## PROMPT
Quote the whole listing below word for word, but leave the pictures out.
================================
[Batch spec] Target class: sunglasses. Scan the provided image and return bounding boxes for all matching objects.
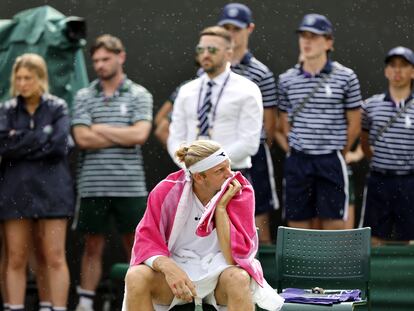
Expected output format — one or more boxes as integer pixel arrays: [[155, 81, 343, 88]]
[[195, 45, 220, 54]]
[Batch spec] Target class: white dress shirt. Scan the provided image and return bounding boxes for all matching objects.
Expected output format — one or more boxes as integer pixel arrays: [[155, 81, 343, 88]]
[[168, 66, 263, 169]]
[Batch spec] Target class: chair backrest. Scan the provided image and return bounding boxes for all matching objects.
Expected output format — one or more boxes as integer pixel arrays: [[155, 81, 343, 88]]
[[276, 227, 371, 298]]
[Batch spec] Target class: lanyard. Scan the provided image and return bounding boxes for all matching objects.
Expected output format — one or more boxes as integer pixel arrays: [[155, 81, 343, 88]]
[[197, 72, 231, 129]]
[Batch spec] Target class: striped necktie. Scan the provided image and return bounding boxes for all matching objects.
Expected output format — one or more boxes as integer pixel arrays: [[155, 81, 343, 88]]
[[198, 80, 214, 136]]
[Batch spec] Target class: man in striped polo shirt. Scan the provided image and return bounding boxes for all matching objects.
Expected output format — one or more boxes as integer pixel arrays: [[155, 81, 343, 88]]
[[218, 3, 279, 244], [361, 47, 414, 244], [72, 35, 152, 311], [278, 14, 361, 229]]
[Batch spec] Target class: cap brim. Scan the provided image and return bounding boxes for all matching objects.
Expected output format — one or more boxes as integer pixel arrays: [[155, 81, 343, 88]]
[[217, 19, 248, 28], [385, 53, 414, 66], [296, 27, 332, 35]]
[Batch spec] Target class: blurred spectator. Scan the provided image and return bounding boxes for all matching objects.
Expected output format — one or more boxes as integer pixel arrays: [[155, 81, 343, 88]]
[[154, 81, 192, 147], [168, 26, 263, 178], [0, 54, 74, 310], [361, 47, 414, 244], [72, 35, 152, 311], [278, 14, 361, 229], [218, 3, 279, 244]]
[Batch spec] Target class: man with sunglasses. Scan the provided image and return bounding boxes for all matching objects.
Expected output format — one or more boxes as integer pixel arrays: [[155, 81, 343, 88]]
[[278, 14, 361, 229], [218, 3, 279, 244], [168, 26, 263, 177]]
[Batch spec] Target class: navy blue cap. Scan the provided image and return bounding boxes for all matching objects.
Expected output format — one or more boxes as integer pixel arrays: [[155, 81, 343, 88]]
[[297, 14, 333, 35], [218, 3, 253, 28], [385, 46, 414, 66]]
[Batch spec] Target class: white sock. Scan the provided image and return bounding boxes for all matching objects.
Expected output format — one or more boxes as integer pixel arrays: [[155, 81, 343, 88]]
[[76, 286, 95, 309], [39, 301, 52, 311]]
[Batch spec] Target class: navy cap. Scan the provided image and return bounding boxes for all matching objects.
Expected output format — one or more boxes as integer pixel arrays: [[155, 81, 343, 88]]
[[297, 14, 333, 35], [385, 46, 414, 66], [218, 3, 253, 28]]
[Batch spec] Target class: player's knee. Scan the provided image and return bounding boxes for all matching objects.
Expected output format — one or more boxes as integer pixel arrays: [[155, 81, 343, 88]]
[[125, 265, 154, 294], [223, 268, 250, 294]]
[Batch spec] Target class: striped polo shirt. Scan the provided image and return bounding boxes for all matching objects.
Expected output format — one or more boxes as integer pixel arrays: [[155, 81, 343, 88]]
[[72, 78, 152, 197], [362, 93, 414, 175], [277, 61, 361, 155]]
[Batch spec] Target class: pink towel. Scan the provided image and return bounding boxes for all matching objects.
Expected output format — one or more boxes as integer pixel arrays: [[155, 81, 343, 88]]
[[130, 170, 263, 286]]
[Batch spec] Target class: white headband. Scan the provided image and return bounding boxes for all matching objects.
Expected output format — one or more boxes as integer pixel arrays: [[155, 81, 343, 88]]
[[188, 148, 229, 174]]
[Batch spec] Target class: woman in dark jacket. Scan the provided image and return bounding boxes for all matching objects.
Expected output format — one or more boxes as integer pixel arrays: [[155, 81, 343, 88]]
[[0, 54, 74, 310]]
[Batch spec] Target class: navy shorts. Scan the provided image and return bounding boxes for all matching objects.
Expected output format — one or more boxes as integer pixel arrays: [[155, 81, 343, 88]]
[[362, 172, 414, 241], [284, 151, 348, 221], [250, 143, 279, 215]]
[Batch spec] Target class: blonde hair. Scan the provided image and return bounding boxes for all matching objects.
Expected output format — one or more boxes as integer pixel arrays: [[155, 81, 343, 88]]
[[89, 34, 125, 56], [175, 140, 221, 168], [10, 53, 49, 97]]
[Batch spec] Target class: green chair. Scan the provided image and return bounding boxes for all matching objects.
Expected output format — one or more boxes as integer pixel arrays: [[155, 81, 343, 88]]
[[276, 227, 371, 311]]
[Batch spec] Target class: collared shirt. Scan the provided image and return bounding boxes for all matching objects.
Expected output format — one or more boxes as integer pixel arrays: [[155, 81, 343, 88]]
[[168, 64, 263, 169], [231, 51, 276, 142], [72, 79, 152, 197], [278, 61, 361, 154], [231, 51, 276, 108], [362, 92, 414, 175]]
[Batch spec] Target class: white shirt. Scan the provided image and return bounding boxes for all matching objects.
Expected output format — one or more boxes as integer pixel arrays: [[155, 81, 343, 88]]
[[167, 66, 263, 169]]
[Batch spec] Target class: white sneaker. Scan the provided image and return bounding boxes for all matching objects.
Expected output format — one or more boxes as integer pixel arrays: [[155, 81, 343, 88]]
[[75, 305, 93, 311]]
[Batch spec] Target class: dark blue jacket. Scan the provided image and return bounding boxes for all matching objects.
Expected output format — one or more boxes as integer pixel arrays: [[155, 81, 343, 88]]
[[0, 94, 74, 220]]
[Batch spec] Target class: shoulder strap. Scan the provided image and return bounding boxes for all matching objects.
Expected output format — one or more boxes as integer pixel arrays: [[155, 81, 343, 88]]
[[374, 98, 414, 144], [290, 68, 335, 126]]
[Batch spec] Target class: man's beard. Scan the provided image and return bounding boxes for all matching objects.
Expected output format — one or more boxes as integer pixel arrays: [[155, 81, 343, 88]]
[[98, 70, 117, 81]]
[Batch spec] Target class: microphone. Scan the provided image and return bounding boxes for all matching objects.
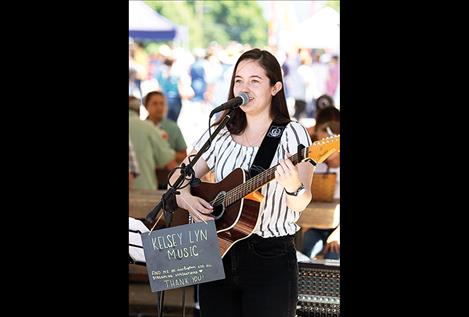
================================
## ANSWER BELOW
[Batch spec] Target class: sunglasses. Scan the provided image and return bounding boxes for all matching objects.
Expected output format — one or more boxes as integer pixel arrays: [[155, 81, 343, 88]]
[[195, 45, 220, 54]]
[Batch spec] Target class: white dress shirt. Scan the provided image and return bounding boxes for all matching objects.
Expected output format — one or more boxes as integer pixel arrays: [[155, 81, 343, 88]]
[[168, 66, 263, 169]]
[Batch spec] Target class: chair backrest. Scan the provided image and return bounding boxes for all matching objects.
Expected output format — one or more boxes as integer pixel arrays: [[155, 81, 343, 88]]
[[276, 227, 371, 298]]
[Batch spec] Target class: lanyard. Scan the provided image and return bounding boxes for all matching objects.
Expected output format — one or more boxes as integer pixel arrays: [[155, 81, 343, 88]]
[[197, 72, 231, 129]]
[Batch spec] Target class: striped necktie. Scan the provided image and return bounding boxes for all matching objects.
Expected output format — one or more boxes as integer pixel arrays: [[155, 81, 343, 88]]
[[198, 80, 214, 136]]
[Batch spec] Target class: man in striped polo shirt. Scan the provided image and return bounding boxes for all matching objects.
Expected output format — one or more boxes as integer pixel arrays: [[155, 81, 343, 88]]
[[218, 3, 279, 244], [361, 47, 414, 244], [72, 35, 152, 311], [278, 14, 361, 229]]
[Batch spec] Target class: cap brim. Scan the provided image and return bounding boxes for all matching objects.
Expected output format — one or more boxes as integer pixel arrays: [[155, 81, 343, 88]]
[[217, 19, 248, 28], [385, 53, 414, 66], [296, 27, 332, 35]]
[Batch spec] Target class: blurred spectator. Scan the provided image and return bounding boxes for all matching objects.
Expected output format — one or more boxes as integer pixel arrays: [[155, 81, 343, 88]]
[[154, 81, 192, 147], [168, 26, 263, 178], [0, 54, 74, 310], [361, 47, 414, 244], [72, 35, 152, 311], [278, 14, 361, 229], [218, 3, 279, 244]]
[Batch spec] Target class: man with sunglasses. Scan the provided image and return bounding boxes for all matching objects.
Expected output format — one or more boxes as integer pixel arrays: [[155, 81, 343, 88]]
[[278, 14, 361, 229], [218, 3, 279, 244], [168, 26, 263, 177]]
[Batch spec] Target class: navy blue cap. Scan the provided image and return bounding boxes for all matching objects.
Expected output format — one or more boxes as integer pixel arrays: [[155, 81, 343, 88]]
[[297, 14, 333, 35], [218, 3, 253, 28], [385, 46, 414, 66]]
[Batch spec] Target class: white sock. Scan the provided image and return bounding boxes for all matching objects.
Expected output format — one or more boxes as integer pixel arrays: [[155, 81, 343, 88]]
[[76, 286, 95, 309], [39, 301, 52, 311]]
[Batch spec] Target class: navy cap. Scan the provided image and return bounding boxes for all matching objects.
Expected output format — one or more boxes as integer pixel arrays: [[155, 81, 343, 88]]
[[297, 14, 333, 35], [385, 46, 414, 66], [218, 3, 253, 28]]
[Batch spec] Target class: player's knee. Scan the provided image and return bounding boxes for all matching objects.
Expected output format — one or more boxes as integer pixel arrays: [[155, 81, 343, 88]]
[[125, 265, 154, 294], [223, 268, 250, 294]]
[Batch spec] Target class: striped polo shirt. Scan the provided image and return bounding boxes for all matching objects.
Expected output format — one or more boxes as integer pixel arrays: [[155, 81, 343, 88]]
[[72, 78, 152, 197], [362, 93, 414, 175], [277, 61, 361, 155]]
[Batch spec] Target class: pink towel. Scan the provided image and return bounding boxes for all matching objects.
Expected output format — one or more boxes as integer pixel arrays: [[155, 81, 343, 88]]
[[130, 170, 263, 286]]
[Batch spec] Target class: white headband. Scan the provided image and return bounding boxes for all matching objects.
Expected output format — one or more boxes as integer pixel arrays: [[155, 81, 343, 88]]
[[188, 148, 229, 174]]
[Batch spec] Target class: woman in dark jacket. Scan the provided image and return bounding boxes for all matching objects.
Expected output format — one or more boxes as integer pixel arrays: [[155, 81, 343, 88]]
[[0, 54, 74, 310]]
[Batch spec] Target class: navy shorts. Scan the provided image and return bounding boxes for all matching objects.
Expected output format — one or more boxes as integer pixel arrays: [[155, 81, 343, 88]]
[[362, 172, 414, 241], [284, 151, 348, 221], [250, 143, 279, 215]]
[Batch spec] Target class: blonde hair. Scan the provided image and return bounding boxes for all matching objects.
Expected output format — one or more boxes as integer pixel arrays: [[155, 81, 343, 88]]
[[89, 34, 125, 56], [175, 140, 221, 168], [10, 53, 49, 97]]
[Batch spec] Target class: green chair. Scan the provided image and return bounding boxes for all matching objects.
Expected output format — one or more boxes as integer pixel arrays: [[155, 81, 343, 88]]
[[276, 227, 371, 311]]
[Batch spec] Target class: collared shirt. Scan the provided image and return bounding boxes for all matching objects.
Expected output format — one or more boxes as integer pixel arrays: [[155, 81, 343, 88]]
[[168, 64, 263, 169], [231, 51, 276, 142], [72, 79, 152, 197], [278, 61, 361, 154], [231, 51, 276, 108], [362, 92, 414, 175]]
[Batch spec] Target class: white shirt. Scan the provided image and return bounding boxes for all matching objects.
Expected output format — one or more boxes as integer pixel arrays: [[155, 81, 343, 88]]
[[167, 66, 263, 169]]
[Batch spec] Target class: white sneaker. Scan the provided image and return bounding boxes for all matching objects.
Expected output format — one or more boxes as integer pixel arrays: [[155, 81, 343, 88]]
[[75, 305, 93, 311]]
[Batch spec] Target class: dark blue jacket. Scan the provided image and return bounding boxes for all matching objects.
Expected output format — one or more boxes as integer pixel arrays: [[155, 81, 343, 88]]
[[0, 94, 74, 220]]
[Batch spec] Target class: shoulder strap. Scan the provided image and return bounding boxes for all matching objects.
Expected output format — one or more boxes as integer pixel arrays: [[155, 81, 343, 88]]
[[374, 98, 414, 144], [290, 68, 335, 126]]
[Batch spec] Target class: man's beard. Scan the provided image and return bounding boxes for all matching objects.
Expected output format — one or more boxes as integer pixel arrays: [[155, 81, 343, 88]]
[[98, 70, 117, 81]]
[Batch spec] Target class: microphone. Scan the provided image and return bounding boxes for all matching objects.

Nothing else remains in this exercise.